To tell the truth, I hate the term “super pride” when it comes to describing a large pride of lions. I also sometimes feel that the term is used a little too lightly to describe any sizeable group of lions and gets bandied about so much that it loses its meaning. It reminds me of that famous “Battle at Kruger” YouTube video – which if memory serves correct, was at one point the most viewed video on YouTube – and the flurry of far-less-exciting animal interaction videos that followed and tried to get extra traction from the Battle at Kruger viral sensation by naming the video “Battle at (Whatever Place Needs a Social Media Engagement Injection)”. Another reason for my dislike of the term may also be simply because during my 15 years of guiding in the Timbavati, I have never been able to use the term…until now.
Having a little search on Google doesn’t reveal the exact pride requirements necessary to be given the name “super pride”, but where the term is used, it seems to universally refer to prides larger than twenty individuals.
One page comments that a coalition of five or more males is a requirement of a true super pride, but as coalitions of this size are so rare, it seems like a very limiting requirement (which is perhaps not a bad idea, but it would make this blog post redundant, so for now, I will choose to ignore it.). Even without an unusually large coalition of males, it takes some effort for a pride to attain more than twenty pride members. Fortunately, there are presently two prides that move through the Tanda Tula concession that now number over twenty lions, and both are still growing.
The Mayambula Pride in the east, close to Tanda Tula Safari Camp, have just introduced their six newest members to us, and their addition to the pride brings their total size to 26 lions. The two Skorro pride males have sired seventeen cubs with six of the seven adult lionesses in the pride, and there is still one lioness that needs to drop her litter of cubs. At 26 lions, I don’t think many would dispute the super pride title, but with another two or three cubs likely to be added before the end of the year, we could soon have a pride of just shy of 30 lions walking around the central Timbavati for the first time in decades. Now I am not under any false pretences that all seventeen-plus cubs will survive to adulthood (or even sub-adulthood), but so far the pride hasn’t lost a single cub from any of the litters. Even if a couple of cubs don’t make it, in a year we could have a pride consisting of around 25 adults and subadults walking around, and that is something that makes me very excited! The plains game and prey species in the area will no doubt be a little less excited, as a pride that size will be a living eating machine. Already we are beginning to see the pressure of feeding so many mouths affecting the pride in the manner in which they are not only moving around their territory but also having to push beyond their traditional ranges in search of food. The older cubs are at an age now where they can still be left alone when the adults go hunting, but as they grow up, they will start to follow the pride on their nightly forays. Their eagerness and inexperience will no doubt make for a disastrous combination when it comes to ensuring a successful hunt, and the pride will have an even tougher time providing for all of the members’ energy requirements – especially for those that are requiring an ever-increasing amount of food, but having a negative impact on the pride’s ability to provide it.

### [What to work on]
Copy the lion pride text word for word, everything from "To tell the" down to "the term…until now.".

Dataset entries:
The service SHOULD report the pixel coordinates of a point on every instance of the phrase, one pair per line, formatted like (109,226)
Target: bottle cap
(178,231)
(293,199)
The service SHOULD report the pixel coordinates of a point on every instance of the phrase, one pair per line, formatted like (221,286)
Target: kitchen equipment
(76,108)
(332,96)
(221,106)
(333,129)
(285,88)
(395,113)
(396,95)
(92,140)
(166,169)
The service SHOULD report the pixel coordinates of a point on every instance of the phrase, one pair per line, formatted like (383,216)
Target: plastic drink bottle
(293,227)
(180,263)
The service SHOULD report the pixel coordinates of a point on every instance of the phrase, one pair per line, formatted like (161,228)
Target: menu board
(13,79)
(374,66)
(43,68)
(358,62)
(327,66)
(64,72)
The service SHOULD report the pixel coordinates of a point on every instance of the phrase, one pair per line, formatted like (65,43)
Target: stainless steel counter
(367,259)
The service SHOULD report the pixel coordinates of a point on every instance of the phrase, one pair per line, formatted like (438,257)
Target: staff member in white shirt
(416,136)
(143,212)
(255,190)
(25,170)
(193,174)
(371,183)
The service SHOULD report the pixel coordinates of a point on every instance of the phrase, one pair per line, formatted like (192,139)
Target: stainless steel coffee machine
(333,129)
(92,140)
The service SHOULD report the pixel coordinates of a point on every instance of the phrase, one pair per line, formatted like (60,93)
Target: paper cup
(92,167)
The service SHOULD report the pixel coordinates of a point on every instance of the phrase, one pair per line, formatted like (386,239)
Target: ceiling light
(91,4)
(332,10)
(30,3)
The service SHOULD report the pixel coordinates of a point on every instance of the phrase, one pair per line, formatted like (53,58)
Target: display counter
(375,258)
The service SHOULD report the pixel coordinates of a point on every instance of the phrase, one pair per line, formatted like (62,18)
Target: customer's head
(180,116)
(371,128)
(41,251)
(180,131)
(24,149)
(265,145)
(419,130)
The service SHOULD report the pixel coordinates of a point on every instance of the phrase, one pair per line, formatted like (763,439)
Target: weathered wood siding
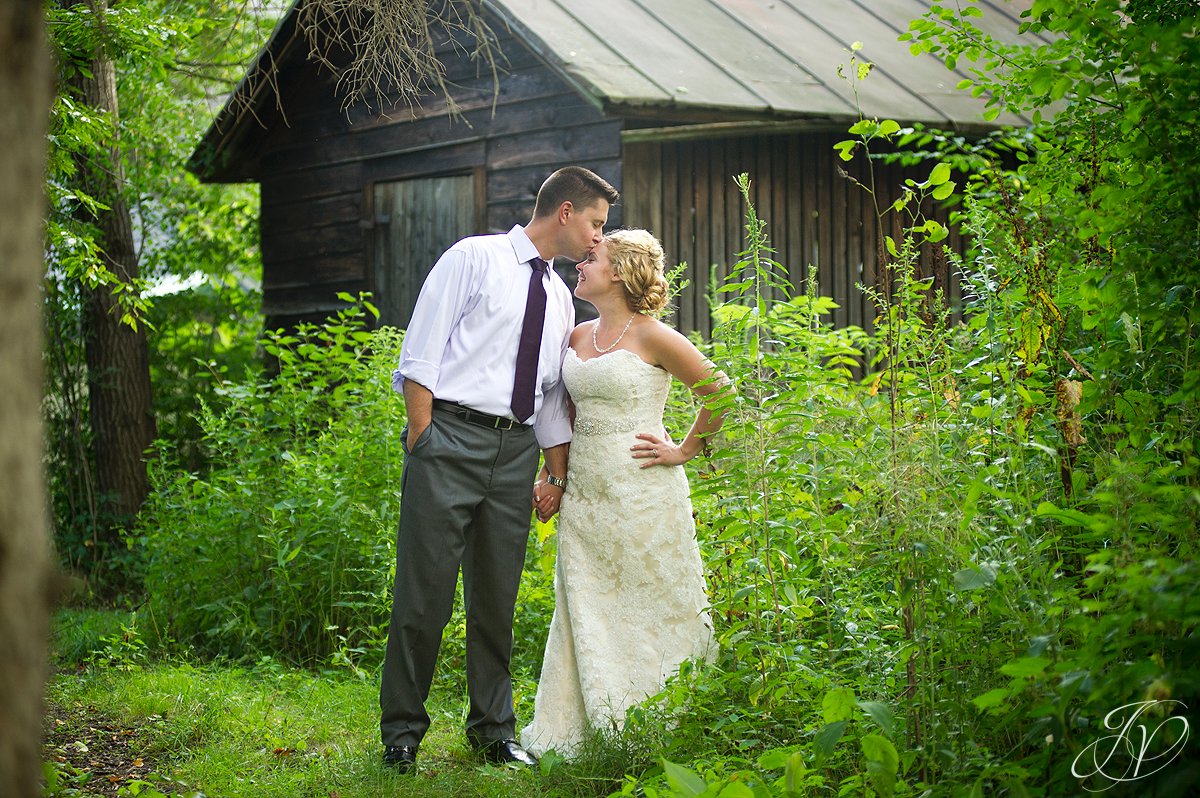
(819,222)
(319,168)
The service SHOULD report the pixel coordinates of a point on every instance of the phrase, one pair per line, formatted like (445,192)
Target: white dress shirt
(462,340)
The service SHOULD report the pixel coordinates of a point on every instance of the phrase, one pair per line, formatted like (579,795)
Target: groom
(480,372)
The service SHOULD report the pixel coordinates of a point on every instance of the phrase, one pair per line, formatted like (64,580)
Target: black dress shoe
(504,751)
(400,757)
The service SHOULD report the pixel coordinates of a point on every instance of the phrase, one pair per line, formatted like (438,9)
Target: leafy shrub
(286,546)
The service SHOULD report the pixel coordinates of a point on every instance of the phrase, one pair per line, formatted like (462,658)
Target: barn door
(415,222)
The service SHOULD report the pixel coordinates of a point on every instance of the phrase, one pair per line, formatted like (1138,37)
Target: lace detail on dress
(629,586)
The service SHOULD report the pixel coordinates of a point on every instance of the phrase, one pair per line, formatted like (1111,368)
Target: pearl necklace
(609,348)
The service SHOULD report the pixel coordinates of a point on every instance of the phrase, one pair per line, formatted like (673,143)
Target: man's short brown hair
(582,187)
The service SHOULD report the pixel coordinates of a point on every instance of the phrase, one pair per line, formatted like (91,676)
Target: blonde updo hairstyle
(637,259)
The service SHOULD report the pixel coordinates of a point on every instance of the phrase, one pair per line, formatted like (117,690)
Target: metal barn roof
(766,58)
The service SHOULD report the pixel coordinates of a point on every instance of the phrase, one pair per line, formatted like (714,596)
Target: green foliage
(286,545)
(183,231)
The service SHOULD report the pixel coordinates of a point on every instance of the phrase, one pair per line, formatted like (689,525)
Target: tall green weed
(285,546)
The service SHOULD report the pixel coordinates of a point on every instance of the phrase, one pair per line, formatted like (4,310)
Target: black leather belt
(475,417)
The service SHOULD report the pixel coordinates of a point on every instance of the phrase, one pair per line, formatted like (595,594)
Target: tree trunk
(118,355)
(25,83)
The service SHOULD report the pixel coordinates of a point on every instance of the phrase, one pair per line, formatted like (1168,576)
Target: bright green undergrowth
(939,551)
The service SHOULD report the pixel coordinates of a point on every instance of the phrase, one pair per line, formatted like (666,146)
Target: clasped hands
(546,498)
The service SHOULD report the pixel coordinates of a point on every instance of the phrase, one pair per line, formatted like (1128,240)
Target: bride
(629,585)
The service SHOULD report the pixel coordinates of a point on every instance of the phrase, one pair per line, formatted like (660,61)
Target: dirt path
(96,755)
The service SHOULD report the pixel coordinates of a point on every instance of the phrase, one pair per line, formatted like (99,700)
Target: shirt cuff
(552,432)
(419,371)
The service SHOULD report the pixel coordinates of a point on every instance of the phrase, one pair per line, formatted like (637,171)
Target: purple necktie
(526,373)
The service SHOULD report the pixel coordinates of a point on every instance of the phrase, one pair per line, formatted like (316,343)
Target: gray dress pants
(465,502)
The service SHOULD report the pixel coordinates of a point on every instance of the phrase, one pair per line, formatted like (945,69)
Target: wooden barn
(665,99)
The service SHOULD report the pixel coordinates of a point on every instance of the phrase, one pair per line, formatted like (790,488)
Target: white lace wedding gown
(629,585)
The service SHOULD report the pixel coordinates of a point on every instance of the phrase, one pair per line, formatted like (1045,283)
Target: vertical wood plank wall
(817,221)
(319,169)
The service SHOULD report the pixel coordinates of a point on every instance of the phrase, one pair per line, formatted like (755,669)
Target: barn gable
(665,99)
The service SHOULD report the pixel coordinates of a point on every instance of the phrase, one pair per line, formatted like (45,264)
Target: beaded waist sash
(607,426)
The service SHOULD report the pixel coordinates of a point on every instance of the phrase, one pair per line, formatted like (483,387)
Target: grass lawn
(183,729)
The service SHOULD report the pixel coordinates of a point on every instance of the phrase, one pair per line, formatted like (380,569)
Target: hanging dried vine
(394,46)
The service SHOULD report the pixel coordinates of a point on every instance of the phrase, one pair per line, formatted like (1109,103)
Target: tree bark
(25,571)
(118,354)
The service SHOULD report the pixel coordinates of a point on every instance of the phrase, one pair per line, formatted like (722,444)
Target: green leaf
(827,738)
(838,705)
(682,780)
(880,713)
(991,699)
(975,579)
(774,759)
(880,749)
(1063,515)
(882,763)
(940,174)
(795,772)
(1025,667)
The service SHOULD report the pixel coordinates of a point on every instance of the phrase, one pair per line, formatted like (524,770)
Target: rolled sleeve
(553,423)
(445,293)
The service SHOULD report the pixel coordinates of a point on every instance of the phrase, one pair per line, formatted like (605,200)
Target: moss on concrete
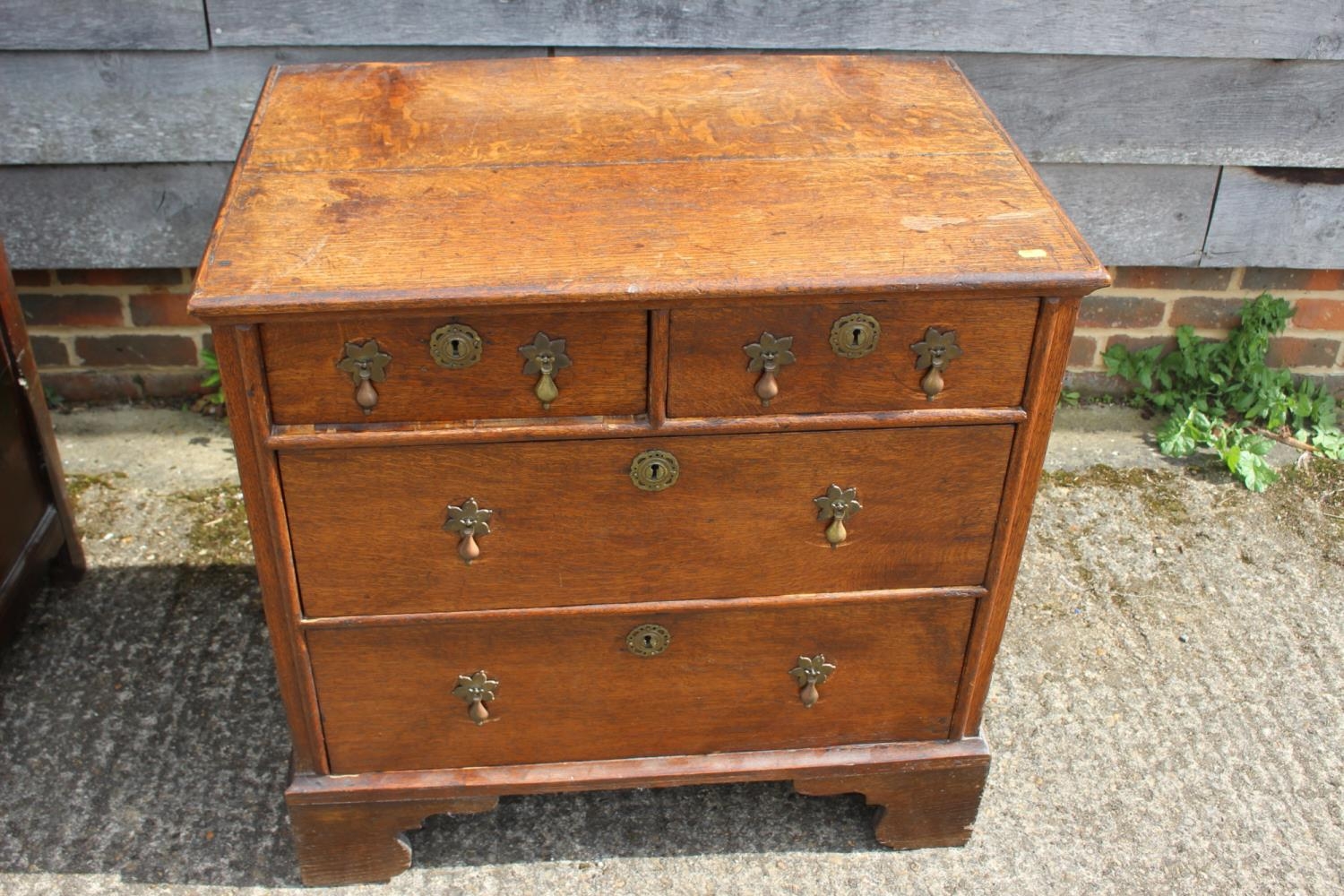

### [Task output]
To tell the truth, I hate the term “super pride” when it comes to describing a large pride of lions. I also sometimes feel that the term is used a little too lightly to describe any sizeable group of lions and gets bandied about so much that it loses its meaning. It reminds me of that famous “Battle at Kruger” YouTube video – which if memory serves correct, was at one point the most viewed video on YouTube – and the flurry of far-less-exciting animal interaction videos that followed and tried to get extra traction from the Battle at Kruger viral sensation by naming the video “Battle at (Whatever Place Needs a Social Media Engagement Injection)”. Another reason for my dislike of the term may also be simply because during my 15 years of guiding in the Timbavati, I have never been able to use the term…until now.